§ REQUIRED TASK A
Answer these questions about the thesis defense announcement, each on its own line and marked like the question:
(i) Who is the speaker?
(ii) Where is the defense held?
(iii) What formal framework does the abstract say is investigated?

§ ARTICLE
[Colloq] Thesis Defense: Foundations for Behavioral Contracts

Jessica Biron bironje at ccs.neu.edu
Wed Dec 5 08:02:39 EST 2012


The College of Computer and Information Science presents a PhD thesis 
defense : 

Speaker: Christos Dimoulas 

Date: Wednesday December 12, 2012 at 14:30 
Location: 366 WVH 

Title: Foundations for Behavioral Contracts 

Abstract: 

Contracts are a popular mechanism for enhancing the interface of 
components. In the world of first-order functions, programmers embrace 
contracts because they write them in a familiar language and easily 
understand them as a pair of a pre-condition and a post-condition. In a 
higher-order world, contracts offer the same expressiveness to 
programmers but their meaning subtly differs from the familiar 
first-order notion. For instance, it is unclear what the behavior of 
dependent contracts for higher-order functions or of contracts for 
mutable data should be. As a consequence, it is difficult to design 
monitoring systems for such higher-order worlds. 

In response to this problem, we investigate complete monitors, a formal 
framework for deciding if a contract system is correct. The intuition 
behind the framework is that a correct contract system should: 
-- mediate the exchange of values between contracted components 
-- and blame correctly in case of contract violations.

§ PROVIDED RECORDS
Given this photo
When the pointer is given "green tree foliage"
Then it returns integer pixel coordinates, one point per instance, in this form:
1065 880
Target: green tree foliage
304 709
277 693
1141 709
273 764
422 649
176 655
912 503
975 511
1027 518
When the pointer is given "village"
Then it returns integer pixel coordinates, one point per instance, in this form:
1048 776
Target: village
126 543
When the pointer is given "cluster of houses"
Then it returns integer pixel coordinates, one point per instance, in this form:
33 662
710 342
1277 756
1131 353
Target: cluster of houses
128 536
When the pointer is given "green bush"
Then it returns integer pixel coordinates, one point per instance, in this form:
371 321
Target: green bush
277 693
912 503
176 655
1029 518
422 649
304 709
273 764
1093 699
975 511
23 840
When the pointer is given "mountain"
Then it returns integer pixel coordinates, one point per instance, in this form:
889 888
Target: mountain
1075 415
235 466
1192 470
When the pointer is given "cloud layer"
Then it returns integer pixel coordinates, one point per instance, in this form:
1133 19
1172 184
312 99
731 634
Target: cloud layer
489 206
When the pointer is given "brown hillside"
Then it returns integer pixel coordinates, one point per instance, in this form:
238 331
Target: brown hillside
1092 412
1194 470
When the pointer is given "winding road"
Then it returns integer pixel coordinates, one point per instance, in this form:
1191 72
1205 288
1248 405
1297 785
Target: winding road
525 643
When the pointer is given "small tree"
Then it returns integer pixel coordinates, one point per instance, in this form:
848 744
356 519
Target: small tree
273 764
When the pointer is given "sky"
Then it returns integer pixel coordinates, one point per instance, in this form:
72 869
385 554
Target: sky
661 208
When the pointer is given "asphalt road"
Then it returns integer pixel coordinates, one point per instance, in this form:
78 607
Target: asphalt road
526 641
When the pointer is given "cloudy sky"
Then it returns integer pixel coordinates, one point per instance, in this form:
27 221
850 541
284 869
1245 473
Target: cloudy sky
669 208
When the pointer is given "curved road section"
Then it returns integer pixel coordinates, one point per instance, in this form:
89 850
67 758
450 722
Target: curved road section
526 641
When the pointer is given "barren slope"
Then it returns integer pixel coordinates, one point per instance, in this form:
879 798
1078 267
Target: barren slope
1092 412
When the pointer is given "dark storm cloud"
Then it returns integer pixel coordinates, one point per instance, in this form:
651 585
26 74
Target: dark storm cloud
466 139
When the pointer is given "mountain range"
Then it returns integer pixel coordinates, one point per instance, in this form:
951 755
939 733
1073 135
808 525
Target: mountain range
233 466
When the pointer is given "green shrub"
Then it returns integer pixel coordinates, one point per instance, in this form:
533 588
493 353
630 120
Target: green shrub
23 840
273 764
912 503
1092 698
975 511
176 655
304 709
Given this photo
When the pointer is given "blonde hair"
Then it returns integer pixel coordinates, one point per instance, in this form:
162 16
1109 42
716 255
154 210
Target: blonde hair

§ REQUIRED TASK B
How many lines of the records above contain the string "road"? Case counts; reply with the number alone.

§ EXPECTED ANSWER A
(i) Christos Dimoulas
(ii) 366 WVH
(iii) Complete monitors

§ EXPECTED ANSWER B
6